Activity list:
• A. List every day of the week named in the post about Loretta's health, including its date line.
• B. Based on the post about Loretta's health, mark each statement yes or no and quote the words that decide it. (i) Loretta attended the church's welcome home dinner. (ii) The doctors found a more serious cause for her blood abnormalities. (iii) The overseas travel lasted two months.
• C. Resume the post about Loretta's health, starting right after its last sentence.

Text under study:
○ ○ ○ ○ ○ ○ ○

Tuesday, May 6, 2008

Two landscapes, and Loretta's health

We've been home one week, as of tonight, from our four month Sabbatical, and our two months of overseas travel. Unfortunately, Loretta only spent the first of those nights at home. Last Wednesday, her labs indicated that she needed medical care, and she has been in Averra McKennan Hospital in Sioux Falls since then. I thought I'd get to bring her home today, but the doctor wanted to keep her one more day. Loretta's blood chemistry was quite out of whack after the multiple infections she had on our trip. Thankfully, the doctors' search for other, more serious reasons for her blood abnormalities were all negative, and they too have concluded that it must be due to the infections she had. And her blood tests are becoming more normal daily without major interventions, others than some tweaking of her medications.
So this week I have been making trips to Sioux Falls daily to see Loretta and trying to find my way back into my work here as well. Sunday the church had a nice "welcome home" dinner for us. I'm sorry Loretta missed it. After dinner I was able to share a sketch of our past four months away.

○ ○ ○ ○ ○ ○ ○

Data excerpt:
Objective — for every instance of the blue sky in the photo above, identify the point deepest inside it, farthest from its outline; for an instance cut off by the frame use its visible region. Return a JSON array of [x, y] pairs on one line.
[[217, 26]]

○ ○ ○ ○ ○ ○ ○

Responses to the tasks:
• A. Tuesday, Wednesday, Sunday

• B.
(i) No: "I'm sorry Loretta missed it."
(ii) No: "the doctors' search for other, more serious reasons for her blood abnormalities were all negative"
(iii) Yes: "our two months of overseas travel"

• C.
It is so hard to believe that just a week ago we left the beautiful island of Crete. I cherish the opportunities I had to walk in the Cretan countryside this past Spring. The landscape of Crete, especially in this season, is breathtaking, as I've said before, with mountains and sea, olive groves and vineyards, flocks of sheep and goats. Despite being on a scale one can easily see, there is a vastness as well, especially in the vertical dimensions of the landscape. So I will hold in my memory the Spring of 2008, when I could walk the countryside of Crete.
I've written before about the landscape of home, and for the past week, I've also been enjoying the Turkey Ridge Valley, spread out before me even as I write from this computer. As I wrote several years ago, this is the landscape of home. When I see Turkey Ridge, I know that I am home.
It is quite a different landscape than Crete. It is far more vast of course. Here the dimensions are continental, and there is room for the landscape to spread out to the horizon. Yet in this Turkey Ridge Valley there is an intimacy as well. The vally brings into view the farms up and down the country roads. The valley defines a human space, a human community.
This intimacy I feel in both the Cretan and the Turkey Ridge landscapes are to me what make them both so special to me. Both are too big to grasp entirely, and yet living or walking there brings the landscape into human view, and highlights the connection between the people, the land, and their Creator.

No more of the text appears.